EXERCISE INSTRUCTIONS:
1. Reproduce the stretch of the Eternity's End interview from "Eternity’s End is" through "my own thing.".
2. Answer these questions using the Eternity's End interview:
(a) In what year was the debut album The Fire Within released?
(b) What condition did the label owner say he suffers from in his e-mail to the bands?
(c) Since what period had the speaker dreamed of doing this band?
>> begin TEXT PASSAGE
Eternity’s End is the band I dreamed of doing since the mid/late 90’s when I got into the more high skilled forms of guitar playing and all those bands who had a more technical, over the top approach to the power metal thing popped up. Ssomething that has gotten lost nowadays and many bands in the genre sound more like watered down AOR bands to me, but that’s another story.
Back in the day I lacked the skill and experience to do a band in that style on the level we do it nowadays, and I always had a busy schedule with all the bands I was involved in. But it wasn’t satisfying to me anymore to mainly play music which was mainly someone else’s vision and I decided it’s time to do my own thing.

You released the debut album, The Fire Within in 2016. On the bands bio it says that the album “did not get the support it needed due to the band’s former label vanishing”. Can you tell me a bit about that?

Christian: Shortly after the release of the album, a couple of months maybe, the label owner disappeared. It was not possible to contact him anymore; he did not respond to e-mails, WhatsApp, Facebook etc. After many months, he sent an e-mail to all the bands telling that he suffers from burn out syndrome and they will close down the company. One of his co-workers was supposed to handle all the contract issues and make sure all bands at least still get paid their royalties – which never happened. They are still in debt to me for a few thousand euros which I will never see again. The same thing happened with all the other bands.
>> end TEXT PASSAGE
>> begin LISTED ENTRIES
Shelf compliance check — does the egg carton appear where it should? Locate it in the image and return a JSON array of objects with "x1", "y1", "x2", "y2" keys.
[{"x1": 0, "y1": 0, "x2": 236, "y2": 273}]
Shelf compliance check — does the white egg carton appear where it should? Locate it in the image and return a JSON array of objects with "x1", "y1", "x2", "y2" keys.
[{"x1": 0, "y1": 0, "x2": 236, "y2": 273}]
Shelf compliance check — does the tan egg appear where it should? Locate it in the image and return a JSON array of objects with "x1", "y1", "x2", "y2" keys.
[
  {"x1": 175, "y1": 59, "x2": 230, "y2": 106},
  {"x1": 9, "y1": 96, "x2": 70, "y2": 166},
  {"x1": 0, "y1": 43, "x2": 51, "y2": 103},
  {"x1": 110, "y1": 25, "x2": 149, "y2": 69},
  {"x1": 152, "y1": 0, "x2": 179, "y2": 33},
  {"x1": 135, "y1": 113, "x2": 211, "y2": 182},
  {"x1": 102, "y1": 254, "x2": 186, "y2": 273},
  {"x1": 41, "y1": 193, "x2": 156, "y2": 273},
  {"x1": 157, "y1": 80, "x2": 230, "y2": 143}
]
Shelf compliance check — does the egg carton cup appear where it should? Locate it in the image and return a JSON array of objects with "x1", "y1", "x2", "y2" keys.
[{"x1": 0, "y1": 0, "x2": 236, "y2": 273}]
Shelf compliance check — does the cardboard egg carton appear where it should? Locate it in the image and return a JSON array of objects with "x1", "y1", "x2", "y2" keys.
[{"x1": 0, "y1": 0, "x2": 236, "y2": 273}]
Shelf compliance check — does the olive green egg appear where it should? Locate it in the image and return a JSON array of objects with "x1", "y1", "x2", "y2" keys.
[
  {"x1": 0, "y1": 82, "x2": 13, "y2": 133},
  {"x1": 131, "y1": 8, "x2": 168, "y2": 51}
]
>> end LISTED ENTRIES
SOLUTIONS BELOW:
1.
Eternity’s End is the band I dreamed of doing since the mid/late 90’s when I got into the more high skilled forms of guitar playing and all those bands who had a more technical, over the top approach to the power metal thing popped up. Ssomething that has gotten lost nowadays and many bands in the genre sound more like watered down AOR bands to me, but that’s another story.
Back in the day I lacked the skill and experience to do a band in that style on the level we do it nowadays, and I always had a busy schedule with all the bands I was involved in. But it wasn’t satisfying to me anymore to mainly play music which was mainly someone else’s vision and I decided it’s time to do my own thing.

2.
(a) 2016
(b) Burn out syndrome
(c) The mid/late 90's